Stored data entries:
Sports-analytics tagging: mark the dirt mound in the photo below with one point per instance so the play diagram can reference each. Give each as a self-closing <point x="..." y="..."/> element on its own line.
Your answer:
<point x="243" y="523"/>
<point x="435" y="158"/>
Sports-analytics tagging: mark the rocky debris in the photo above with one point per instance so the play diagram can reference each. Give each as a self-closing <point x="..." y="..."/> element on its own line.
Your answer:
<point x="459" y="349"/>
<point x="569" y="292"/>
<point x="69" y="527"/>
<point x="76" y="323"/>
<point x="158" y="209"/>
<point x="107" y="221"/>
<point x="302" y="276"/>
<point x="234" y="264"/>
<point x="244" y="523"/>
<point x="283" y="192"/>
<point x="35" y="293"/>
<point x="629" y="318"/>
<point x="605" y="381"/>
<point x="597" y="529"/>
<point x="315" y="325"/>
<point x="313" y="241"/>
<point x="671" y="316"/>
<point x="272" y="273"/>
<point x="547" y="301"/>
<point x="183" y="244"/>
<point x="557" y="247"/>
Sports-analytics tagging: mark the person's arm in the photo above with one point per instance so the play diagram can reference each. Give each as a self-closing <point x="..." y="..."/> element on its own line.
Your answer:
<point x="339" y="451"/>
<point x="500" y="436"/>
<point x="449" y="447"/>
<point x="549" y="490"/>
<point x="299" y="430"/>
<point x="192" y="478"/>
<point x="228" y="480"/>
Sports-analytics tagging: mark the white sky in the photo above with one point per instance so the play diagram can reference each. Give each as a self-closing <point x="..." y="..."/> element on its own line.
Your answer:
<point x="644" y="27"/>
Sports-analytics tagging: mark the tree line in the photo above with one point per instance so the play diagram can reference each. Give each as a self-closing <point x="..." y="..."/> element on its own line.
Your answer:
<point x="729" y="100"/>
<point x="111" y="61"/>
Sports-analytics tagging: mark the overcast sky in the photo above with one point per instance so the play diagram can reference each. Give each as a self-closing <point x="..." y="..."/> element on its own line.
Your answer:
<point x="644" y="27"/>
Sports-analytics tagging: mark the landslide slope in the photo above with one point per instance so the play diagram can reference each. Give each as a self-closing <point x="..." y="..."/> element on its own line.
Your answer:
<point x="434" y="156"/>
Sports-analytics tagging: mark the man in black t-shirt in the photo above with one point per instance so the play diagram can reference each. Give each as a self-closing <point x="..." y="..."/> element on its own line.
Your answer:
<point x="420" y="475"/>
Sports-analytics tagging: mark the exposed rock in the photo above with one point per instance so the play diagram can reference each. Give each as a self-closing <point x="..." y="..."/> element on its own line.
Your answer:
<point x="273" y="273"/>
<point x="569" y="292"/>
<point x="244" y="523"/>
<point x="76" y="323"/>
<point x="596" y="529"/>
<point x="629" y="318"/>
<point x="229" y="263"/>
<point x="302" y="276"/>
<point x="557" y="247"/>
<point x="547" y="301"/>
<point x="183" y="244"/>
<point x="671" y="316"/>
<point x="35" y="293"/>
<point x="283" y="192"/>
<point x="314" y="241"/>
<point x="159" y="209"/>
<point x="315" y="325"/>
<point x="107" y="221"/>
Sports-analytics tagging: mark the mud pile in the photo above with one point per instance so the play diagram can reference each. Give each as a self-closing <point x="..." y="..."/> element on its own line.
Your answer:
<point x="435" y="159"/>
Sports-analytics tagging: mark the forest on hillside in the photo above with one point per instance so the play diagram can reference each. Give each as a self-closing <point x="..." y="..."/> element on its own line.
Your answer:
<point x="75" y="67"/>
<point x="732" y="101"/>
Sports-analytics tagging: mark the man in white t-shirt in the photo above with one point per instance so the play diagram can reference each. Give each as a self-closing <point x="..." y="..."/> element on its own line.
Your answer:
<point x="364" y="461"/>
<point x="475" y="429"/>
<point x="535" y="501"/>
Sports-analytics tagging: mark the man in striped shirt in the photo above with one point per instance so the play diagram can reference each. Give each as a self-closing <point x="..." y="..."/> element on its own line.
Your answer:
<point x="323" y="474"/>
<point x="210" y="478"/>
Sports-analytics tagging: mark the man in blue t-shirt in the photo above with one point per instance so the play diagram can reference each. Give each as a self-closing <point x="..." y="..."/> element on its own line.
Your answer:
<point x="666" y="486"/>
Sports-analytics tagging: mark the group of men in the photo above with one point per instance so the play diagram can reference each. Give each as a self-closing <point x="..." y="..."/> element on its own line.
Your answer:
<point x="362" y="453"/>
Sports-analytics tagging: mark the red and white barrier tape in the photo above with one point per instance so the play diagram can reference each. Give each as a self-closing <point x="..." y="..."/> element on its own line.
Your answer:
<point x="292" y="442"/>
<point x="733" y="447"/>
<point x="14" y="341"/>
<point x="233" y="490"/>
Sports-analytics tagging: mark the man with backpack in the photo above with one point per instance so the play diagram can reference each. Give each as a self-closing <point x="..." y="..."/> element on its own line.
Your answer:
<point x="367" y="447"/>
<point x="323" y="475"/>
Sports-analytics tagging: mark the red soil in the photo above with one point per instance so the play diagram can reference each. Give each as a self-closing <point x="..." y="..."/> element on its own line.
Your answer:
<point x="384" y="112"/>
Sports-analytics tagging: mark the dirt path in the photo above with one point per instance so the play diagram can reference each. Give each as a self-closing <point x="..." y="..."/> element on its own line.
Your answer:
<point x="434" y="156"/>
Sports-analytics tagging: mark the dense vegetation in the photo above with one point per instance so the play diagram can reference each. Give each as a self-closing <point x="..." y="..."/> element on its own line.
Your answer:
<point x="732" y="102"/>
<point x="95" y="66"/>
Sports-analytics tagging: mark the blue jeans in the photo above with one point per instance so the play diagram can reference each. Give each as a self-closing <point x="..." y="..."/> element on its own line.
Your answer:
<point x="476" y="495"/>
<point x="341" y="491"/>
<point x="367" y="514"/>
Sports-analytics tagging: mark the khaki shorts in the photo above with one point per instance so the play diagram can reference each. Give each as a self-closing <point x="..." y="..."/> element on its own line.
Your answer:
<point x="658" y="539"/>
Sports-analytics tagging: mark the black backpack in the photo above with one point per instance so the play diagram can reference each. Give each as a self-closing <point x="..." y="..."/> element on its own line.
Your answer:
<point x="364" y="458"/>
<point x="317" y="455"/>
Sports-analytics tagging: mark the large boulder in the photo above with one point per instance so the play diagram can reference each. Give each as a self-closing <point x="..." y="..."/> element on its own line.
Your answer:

...

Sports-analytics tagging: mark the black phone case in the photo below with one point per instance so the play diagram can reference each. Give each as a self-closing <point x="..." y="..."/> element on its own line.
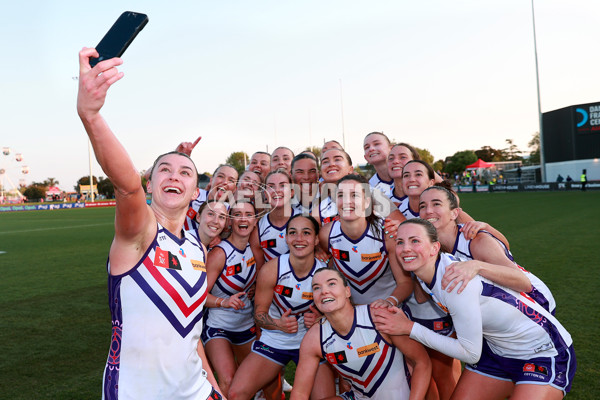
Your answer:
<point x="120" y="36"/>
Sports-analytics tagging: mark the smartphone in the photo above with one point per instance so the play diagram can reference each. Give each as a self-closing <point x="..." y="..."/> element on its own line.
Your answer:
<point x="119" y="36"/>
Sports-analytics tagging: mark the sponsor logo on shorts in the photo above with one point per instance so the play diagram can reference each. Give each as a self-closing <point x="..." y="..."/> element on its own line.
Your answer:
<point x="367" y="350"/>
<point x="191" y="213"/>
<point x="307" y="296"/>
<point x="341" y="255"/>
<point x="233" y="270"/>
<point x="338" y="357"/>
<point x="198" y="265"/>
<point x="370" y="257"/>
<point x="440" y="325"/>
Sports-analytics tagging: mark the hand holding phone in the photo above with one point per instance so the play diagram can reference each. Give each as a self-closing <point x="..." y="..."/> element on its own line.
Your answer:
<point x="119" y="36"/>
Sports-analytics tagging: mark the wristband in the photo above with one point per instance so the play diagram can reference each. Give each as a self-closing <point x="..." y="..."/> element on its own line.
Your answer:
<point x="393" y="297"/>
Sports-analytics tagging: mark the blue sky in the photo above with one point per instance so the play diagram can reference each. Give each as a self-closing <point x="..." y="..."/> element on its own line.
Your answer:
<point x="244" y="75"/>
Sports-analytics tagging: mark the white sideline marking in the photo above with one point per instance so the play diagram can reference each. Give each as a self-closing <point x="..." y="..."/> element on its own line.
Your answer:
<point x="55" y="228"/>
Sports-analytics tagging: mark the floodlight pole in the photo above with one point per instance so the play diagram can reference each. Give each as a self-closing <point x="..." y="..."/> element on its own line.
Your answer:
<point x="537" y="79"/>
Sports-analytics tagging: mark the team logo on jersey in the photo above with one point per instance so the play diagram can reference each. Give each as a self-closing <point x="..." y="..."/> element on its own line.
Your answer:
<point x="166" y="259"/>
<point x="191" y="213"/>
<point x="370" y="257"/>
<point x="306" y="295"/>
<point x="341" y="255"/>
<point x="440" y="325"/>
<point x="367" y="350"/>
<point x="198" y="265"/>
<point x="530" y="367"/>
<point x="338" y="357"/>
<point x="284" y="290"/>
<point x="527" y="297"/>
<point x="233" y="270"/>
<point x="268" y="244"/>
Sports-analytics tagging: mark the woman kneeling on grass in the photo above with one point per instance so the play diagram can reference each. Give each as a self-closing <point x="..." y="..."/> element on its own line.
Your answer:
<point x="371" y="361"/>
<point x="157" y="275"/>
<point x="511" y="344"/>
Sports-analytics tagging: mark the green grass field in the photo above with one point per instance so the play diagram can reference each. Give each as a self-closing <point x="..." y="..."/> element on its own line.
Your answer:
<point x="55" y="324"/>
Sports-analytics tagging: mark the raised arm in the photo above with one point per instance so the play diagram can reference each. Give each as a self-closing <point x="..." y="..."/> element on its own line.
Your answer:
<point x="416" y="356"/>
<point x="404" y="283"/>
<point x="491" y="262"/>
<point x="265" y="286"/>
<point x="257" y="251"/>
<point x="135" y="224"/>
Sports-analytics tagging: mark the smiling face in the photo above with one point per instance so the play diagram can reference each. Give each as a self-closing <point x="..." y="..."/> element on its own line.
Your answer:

Aim: Collect every line of the listing that contains the word "backpack". Case counts, so include only lines where the string appears with matching capitalization.

Answer for this exercise:
Sports-analytics tagging: mark the man with backpack in the photo above with one point per instance so the play diagram can reference each. Give each as a self-closing <point x="..." y="..."/> element on its own line.
Sports-analytics tagging: mark the black backpack in the photo above with one point per instance so the play diagram can reference each. Give each as a self-closing <point x="..." y="..."/> element on its own line.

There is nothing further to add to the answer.